* [Task to carry out] Reproduce every row below verbatim, leaving out the pictures.

Point labeling rows based on photos

## begin

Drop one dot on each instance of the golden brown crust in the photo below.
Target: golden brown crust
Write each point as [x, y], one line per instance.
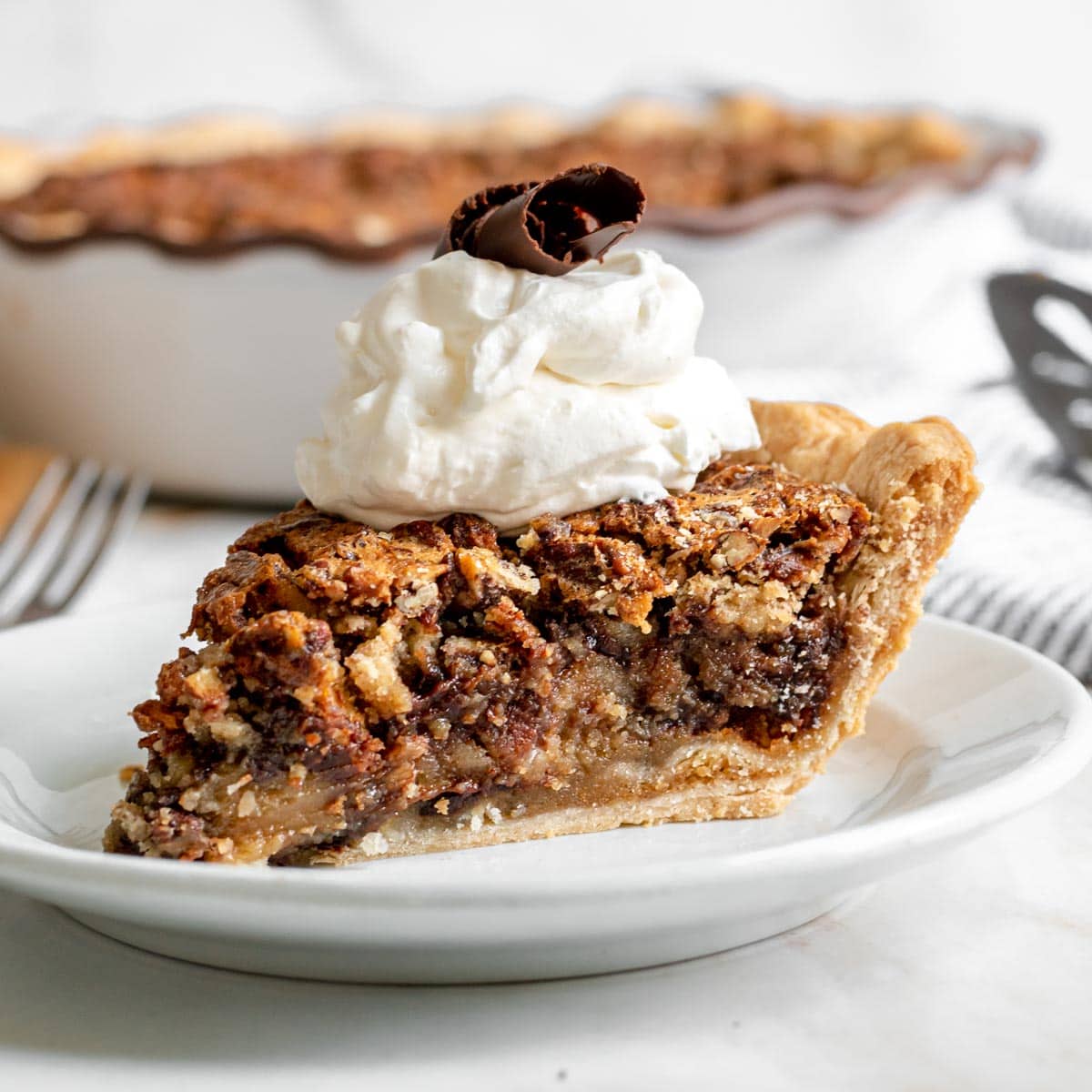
[606, 615]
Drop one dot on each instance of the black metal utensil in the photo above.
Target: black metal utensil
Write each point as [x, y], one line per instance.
[1054, 378]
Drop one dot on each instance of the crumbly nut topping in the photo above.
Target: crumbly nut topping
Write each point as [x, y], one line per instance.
[199, 188]
[350, 674]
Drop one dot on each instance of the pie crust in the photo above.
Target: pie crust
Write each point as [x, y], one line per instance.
[916, 481]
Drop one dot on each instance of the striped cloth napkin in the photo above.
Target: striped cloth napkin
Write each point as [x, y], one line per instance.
[1022, 562]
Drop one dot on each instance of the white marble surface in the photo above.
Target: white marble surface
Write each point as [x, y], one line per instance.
[972, 972]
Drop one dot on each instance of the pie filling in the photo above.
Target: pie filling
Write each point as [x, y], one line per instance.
[356, 685]
[374, 196]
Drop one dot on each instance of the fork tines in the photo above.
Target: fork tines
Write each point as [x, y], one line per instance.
[66, 527]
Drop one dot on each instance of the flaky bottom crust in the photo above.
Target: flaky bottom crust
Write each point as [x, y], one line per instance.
[917, 480]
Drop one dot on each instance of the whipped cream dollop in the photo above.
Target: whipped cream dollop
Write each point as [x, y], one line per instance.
[470, 387]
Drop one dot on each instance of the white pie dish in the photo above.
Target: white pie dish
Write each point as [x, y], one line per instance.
[203, 372]
[966, 732]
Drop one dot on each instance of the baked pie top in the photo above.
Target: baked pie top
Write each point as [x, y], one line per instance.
[370, 188]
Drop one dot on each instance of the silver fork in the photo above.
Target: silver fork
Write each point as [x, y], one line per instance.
[75, 513]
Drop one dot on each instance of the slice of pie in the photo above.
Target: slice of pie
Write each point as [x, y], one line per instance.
[436, 687]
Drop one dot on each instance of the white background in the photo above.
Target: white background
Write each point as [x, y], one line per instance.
[68, 64]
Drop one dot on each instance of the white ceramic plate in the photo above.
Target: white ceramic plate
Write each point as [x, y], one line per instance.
[969, 730]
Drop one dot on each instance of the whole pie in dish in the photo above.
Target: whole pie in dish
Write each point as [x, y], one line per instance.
[442, 682]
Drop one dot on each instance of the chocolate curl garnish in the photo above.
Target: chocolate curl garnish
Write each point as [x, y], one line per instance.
[547, 228]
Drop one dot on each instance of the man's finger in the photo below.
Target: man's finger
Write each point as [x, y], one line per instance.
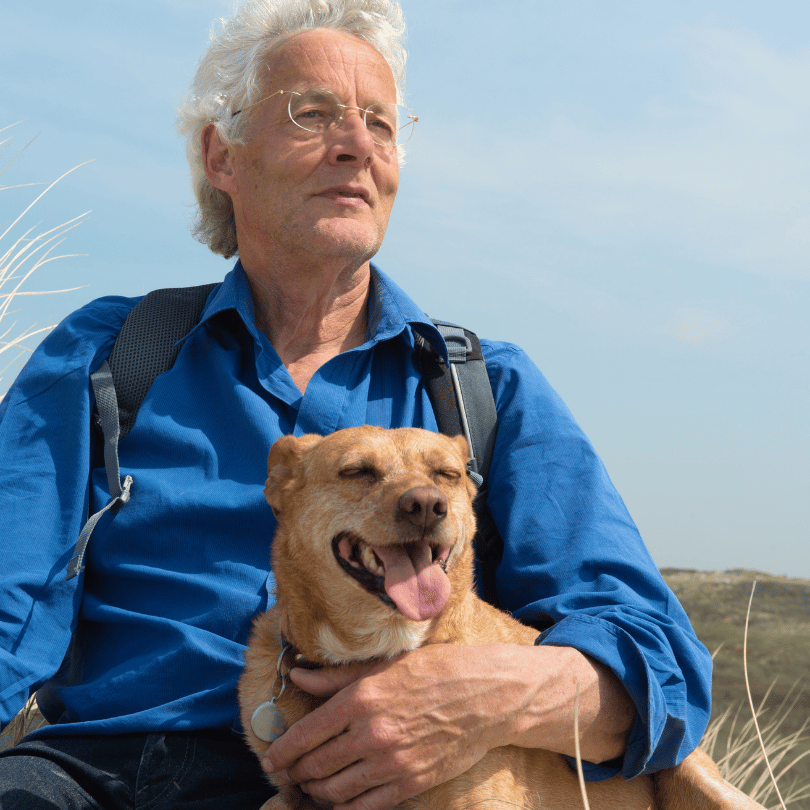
[307, 734]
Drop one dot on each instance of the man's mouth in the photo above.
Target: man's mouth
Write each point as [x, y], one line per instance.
[346, 194]
[410, 578]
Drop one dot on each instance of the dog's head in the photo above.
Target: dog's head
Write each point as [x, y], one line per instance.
[372, 522]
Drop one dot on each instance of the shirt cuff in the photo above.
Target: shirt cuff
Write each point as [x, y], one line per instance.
[616, 649]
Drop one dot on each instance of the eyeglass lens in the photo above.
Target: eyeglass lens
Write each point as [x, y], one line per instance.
[317, 110]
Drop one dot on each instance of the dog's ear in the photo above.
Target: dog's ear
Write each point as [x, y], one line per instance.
[283, 463]
[463, 448]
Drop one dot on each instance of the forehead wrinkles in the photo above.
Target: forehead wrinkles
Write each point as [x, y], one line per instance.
[332, 60]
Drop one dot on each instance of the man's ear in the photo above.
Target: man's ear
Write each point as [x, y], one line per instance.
[283, 464]
[218, 159]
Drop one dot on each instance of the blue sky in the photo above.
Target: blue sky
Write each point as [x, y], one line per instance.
[623, 189]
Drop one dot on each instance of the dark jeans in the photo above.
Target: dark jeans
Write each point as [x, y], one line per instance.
[201, 770]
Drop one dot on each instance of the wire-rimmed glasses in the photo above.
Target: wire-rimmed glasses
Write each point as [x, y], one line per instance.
[390, 125]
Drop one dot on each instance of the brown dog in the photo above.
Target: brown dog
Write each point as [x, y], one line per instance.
[372, 557]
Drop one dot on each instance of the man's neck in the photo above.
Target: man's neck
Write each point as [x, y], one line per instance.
[311, 315]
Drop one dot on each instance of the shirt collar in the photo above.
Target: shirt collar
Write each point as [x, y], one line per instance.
[390, 310]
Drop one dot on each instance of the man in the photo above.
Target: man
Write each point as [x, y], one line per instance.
[294, 154]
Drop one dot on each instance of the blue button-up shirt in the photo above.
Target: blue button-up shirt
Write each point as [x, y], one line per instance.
[160, 617]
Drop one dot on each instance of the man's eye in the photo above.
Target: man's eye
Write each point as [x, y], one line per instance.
[381, 124]
[313, 115]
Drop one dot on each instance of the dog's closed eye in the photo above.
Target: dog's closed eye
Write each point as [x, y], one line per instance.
[359, 471]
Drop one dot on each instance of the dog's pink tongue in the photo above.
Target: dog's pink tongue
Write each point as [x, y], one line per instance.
[418, 586]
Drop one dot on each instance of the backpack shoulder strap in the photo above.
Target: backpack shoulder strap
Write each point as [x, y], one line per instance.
[463, 403]
[145, 347]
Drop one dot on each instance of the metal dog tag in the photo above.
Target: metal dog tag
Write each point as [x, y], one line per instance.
[267, 722]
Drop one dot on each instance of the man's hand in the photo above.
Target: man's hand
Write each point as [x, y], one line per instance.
[393, 730]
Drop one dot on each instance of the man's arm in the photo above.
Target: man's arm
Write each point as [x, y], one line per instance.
[367, 750]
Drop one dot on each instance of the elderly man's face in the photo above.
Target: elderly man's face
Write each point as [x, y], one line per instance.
[324, 195]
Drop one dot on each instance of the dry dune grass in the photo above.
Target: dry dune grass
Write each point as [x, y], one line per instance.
[23, 250]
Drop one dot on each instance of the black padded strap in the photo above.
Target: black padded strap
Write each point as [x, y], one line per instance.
[463, 403]
[146, 345]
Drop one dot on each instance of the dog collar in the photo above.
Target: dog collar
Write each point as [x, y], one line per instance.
[266, 721]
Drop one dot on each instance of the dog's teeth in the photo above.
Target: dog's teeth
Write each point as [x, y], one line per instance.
[369, 559]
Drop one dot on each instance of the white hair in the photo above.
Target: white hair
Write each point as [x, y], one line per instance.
[230, 76]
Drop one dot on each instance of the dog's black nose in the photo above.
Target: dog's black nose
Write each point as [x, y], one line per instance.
[423, 506]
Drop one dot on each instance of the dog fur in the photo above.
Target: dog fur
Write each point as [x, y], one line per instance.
[339, 504]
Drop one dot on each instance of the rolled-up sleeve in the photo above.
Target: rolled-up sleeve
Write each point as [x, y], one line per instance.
[45, 450]
[575, 566]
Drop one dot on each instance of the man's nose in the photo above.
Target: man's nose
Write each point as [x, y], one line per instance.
[351, 139]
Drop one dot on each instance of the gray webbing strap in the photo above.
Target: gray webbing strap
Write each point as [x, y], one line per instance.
[107, 404]
[473, 391]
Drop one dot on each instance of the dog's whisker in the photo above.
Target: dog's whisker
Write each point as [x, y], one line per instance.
[500, 801]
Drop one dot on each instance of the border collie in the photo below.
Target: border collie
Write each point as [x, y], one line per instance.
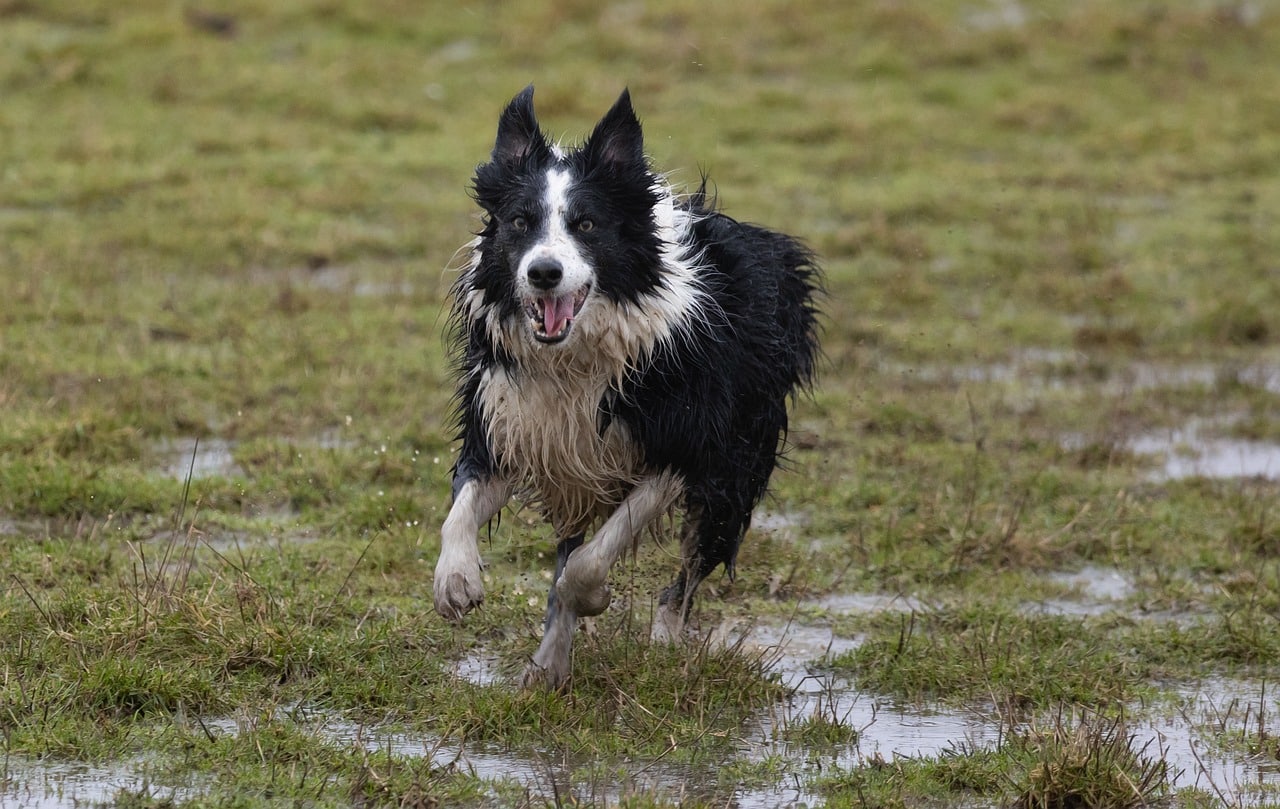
[622, 352]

## end

* [Solution to this exercise]
Drop one dot on each instance of the golden brown crust in the photo below.
Target: golden brown crust
Write each point as [x, y], one line per instance.
[606, 615]
Drop one dot on each instance of the black metal utensil in the photo above.
Target: black metal utensil
Write each point as [x, y], one line per instance.
[1054, 378]
Drop one dot on each instance of the crumbly nut topping in the photo above.
Target: crumbly nut topping
Write each point as [x, y], one line per instance.
[199, 188]
[350, 674]
Drop one dot on each instance of the pie crust in the photo above.
Target: pie crust
Write each point as [x, y], one line per instance.
[916, 481]
Drop one dot on each instance of the striped cloth napkin in the photo above.
Target: striped cloth napkin
Write each point as [x, y], one line per instance.
[1022, 562]
Drop one dot on each instance of the white marble surface in the photo above.
Target: white marble surface
Write each point as [x, y], one line per instance.
[972, 972]
Drop one dot on each instance of the pie filling in the photo above.
Target: pie filling
Write each point as [x, y], one line per instance.
[356, 685]
[374, 196]
Drop one dot on each instance of the fork tines in the photo above.
Target: fork tines
Write each point as [x, y], one line per instance.
[66, 527]
Drop one dot on each instance of the flaky bottom crust in the photo above.
Target: flaky bottom crust
Write each point as [x, y], one line per instance.
[917, 480]
Drop one dot on each instance of the whipped cream dollop in the photo above.
Target: whipped cream dollop
Write each point as [x, y], one line per instance.
[470, 387]
Drop one dot on each instance of the white pie dish in the photo above.
Target: white pie dish
Write each point as [x, y], one line per instance.
[203, 372]
[966, 732]
Drop one dot on each instance of the baked pie top in the photo above.
Target: baked pie top
Write each point as [x, y], one line per instance.
[370, 188]
Drop one dot on each instance of the silver fork in the photo above.
Target: silver fork
Write each point as [x, y], one line per instance.
[75, 513]
Drop one dot on each instance of the slice of pie in the photo above.
Target: slice of pie
Write each point as [x, y], one line per instance.
[436, 687]
Drop one dot on each instance of the white background in the photo above.
Target: white background
Write each point as [x, y], one line per instance.
[68, 64]
Drop one dot on each instance of the white ceramic plate in the photo above.
Target: white ceramic plate
Write each point as [x, y], one line per instance.
[969, 730]
Drop one dot on each instance of the whole pie in dish in the photo above.
Target: whole pie in dish
Write each point as [x, y], one line per instance.
[442, 682]
Drop one dot on each instance of the chocolate curl garnish in the photo above.
Target: chocolate curl garnish
Write each point as [x, y], one line per instance.
[547, 228]
Drop one dot on each instance of the man's finger in the photo below.
Target: man's finger
Write each point as [x, y], one line per instance.
[307, 734]
Drop one dot on each instance of the man's mouth in the photo above.
Target: man's mouth
Write each point as [x, y], one line per instance.
[346, 194]
[410, 578]
Drop one dot on each instance of the dog's head in the photo above.
Target: dog's head
Write each point as [x, y], one line per instance.
[372, 522]
Drop one dot on each instance of the shirt cuff in the photo above.
Target: shirt cuff
Write each point as [x, y], one line per instance.
[616, 649]
Drop one dot on each instance of the eyeglass lens in the photo above.
Target: eyeglass lens
Write each point as [x, y], one line per instance.
[317, 110]
Drop one dot on each instance of the dog's ear in the photo above.
Target: dog's ear
Write each point as [x, y], one line per instance.
[283, 463]
[463, 448]
Drop one dot on each instance of the forehead wrinkles in the photo above.
Target: forehead wrinkles
Write each point as [x, y], one line per instance.
[332, 60]
Drop one dot on each instance of the man's ear in the photo above.
Target: man's ear
Write each point as [x, y], one line per instance.
[283, 464]
[218, 159]
Drop one dot on each instance of the blue sky in the photo above.
Target: blue sky
Write each point as [x, y], one line per instance.
[623, 189]
Drop one dot on each instance of the dark jeans in the photo above.
Target: dark jeans
Write each point as [x, y], one line per instance.
[201, 770]
Drop one dot on each instance of the wire-rimmed glasses in the photo above.
Target: wire-rimmed glasses
Write each point as [x, y], one line per instance.
[390, 125]
Drop one dot on each instance of the brown dog in the photo above.
Target: brown dog
Write each point as [x, y], one line per instance.
[372, 557]
Drop one dot on each instance of the man's neck in the photo above.
Target: man's neck
Write each point as [x, y], one line per instance.
[311, 315]
Drop one dot on each instance of the shirt collar in the photo above.
Target: shirt collar
Write each point as [x, y], one line per instance.
[390, 310]
Drop one dot on each instance of the man in the photo above.
Target: man
Write each point as [x, y], one line per instance.
[294, 154]
Drop one dot on each instance of the blue button-up shirt in the photo above.
Target: blue button-up shirt
Write each point as [x, y], one line per instance.
[160, 617]
Drop one dot on each instance of the man's eye in the photo above.
Target: man's eye
Write each point as [x, y], one line per instance.
[381, 124]
[313, 115]
Drop one dot on each instance of the dog's closed eye in the photo above.
Target: dog's closed eye
Write each point as [x, y], one line per instance.
[359, 471]
Drop one dot on each instance of the dog's pink tongue in the photo above.
Target: dog's pink tongue
Write each point as [x, y], one line per instance.
[418, 586]
Drop one dot on each instance of the backpack shoulder strap in the photo above.
Target: backpack shoulder strap
Write each point as [x, y], one line per instance.
[463, 403]
[145, 347]
Drop one dot on each instance of the metal dog tag in the photo above.
Target: metal dog tag
Write each point as [x, y], one line per instance.
[267, 722]
Drop one dot on each instance of the man's hand in the photo above.
Target: man's hand
Write each point as [x, y], one line per instance.
[393, 730]
Drop one dot on each instance of the man's arm in the photo above.
Target: man's arm
Write each point as [x, y], one line per instance.
[367, 750]
Drop one dot on each instance of the elderly man's face in the photo above.
Target: elderly man's face
Write each point as [x, y], one line per instance.
[324, 195]
Drop one dot on each instance of the dry dune grass in the photo above.
Target: dry dune grass
Write each point as [x, y], one line per instance.
[23, 250]
Drop one dot on each instance of the black padded strap in the photo above.
Target: black padded strap
Write each point as [x, y], one line per instance.
[463, 403]
[146, 345]
Drop one dot on each instance of the dog collar in the photo above.
Target: dog collar
Write each point as [x, y], one line per instance.
[266, 721]
Drop one dot on each instance of the dog's teeth in the photo above.
Target: dog's teeth
Write each point as [x, y], one line per instance.
[369, 559]
Drop one dot on each instance of the white hair in the photo above.
Target: white hair
Write each point as [x, y], one line per instance.
[230, 76]
Drop one dot on each instance of the dog's black nose in the photo above.
Target: dog's black nose
Write each point as [x, y], one line per instance.
[423, 506]
Drop one dot on each instance of the dog fur in the photo above.
Target: dog fur
Write each point as [x, y], one line per instance.
[339, 504]
Drop one dot on each instance of the rolled-up sleeve in the photo above.
Target: rolled-up sleeve
Write each point as [x, y], one line per instance.
[45, 450]
[575, 566]
Drop one dot on each instance of the man's nose in the photo above.
Target: man's nose
Write each point as [x, y], one line per instance.
[351, 139]
Drop one dot on each instance of the gray webbing strap in the photo above.
Target: gray webbing strap
Write each point as [x, y], one line per instance.
[107, 404]
[473, 391]
Drop one dot on each instance of the dog's whisker in the photo above.
Target: dog's whisker
Write each point as [x, y], one line per instance.
[500, 801]
Drop one dot on each instance of the border collie in the photo below.
Target: border collie
Write each point as [x, y], one line per instance.
[622, 352]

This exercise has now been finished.